_What to produce_: Rewrite the passage of the article on Netanyahu and Arab parties between "Does Israel’s interim" and "question is asked.", inclusive, putting "conversation" in place of "dialogue".

Partnership with Arab and Muslim parties is not a "problem," but an opportunity to heal Israeli society and advance Jewish-Muslim reconciliation.

Does Israel’s interim Prime Minister Benjamin Netanyahu believe that dialogue between the state’s Jewish majority and Muslim minority contribute to the interests of Israeli society, or does he believe that incitement and delegitimization of 20% of the public are preferable? The answer depends on when the question is asked.

Shortly after exit polls were aired on March 2 indicating victory for the right-wing ultra-Orthodox parties, Netanyahu called for “healing the rift” and declared, “It’s time for reconciliation.” Two days later, with publication of the official tally, the “healing” made way for inciting and delegitimizing replaced reconciliation. The right-wing ultra-Orthodox bloc got less seats than the center-left, but the prime minister decided to "calculate" the votes differently. According to the racist March 4 accounting Netanyahu presented publicly on a flip chart, the center-left political bloc accounts for no more than 47 Knesset seats. The Arab Joint List — the third-largest Knesset faction with a record 15 seats in the 120-seat legislature — did not figure in his arithmetic. For him, it is an abomination sullying Israeli democracy. “Such was the will of the people,” Netanyahu explained in analyzing the election results, minus their Arab component.

_Data lines_:
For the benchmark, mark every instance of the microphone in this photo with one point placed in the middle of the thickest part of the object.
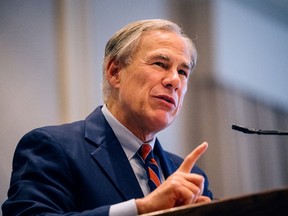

_Response to this exercise_:
Does Israel’s interim Prime Minister Benjamin Netanyahu believe that conversation between the state’s Jewish majority and Muslim minority contribute to the interests of Israeli society, or does he believe that incitement and delegitimization of 20% of the public are preferable? The answer depends on when the question is asked.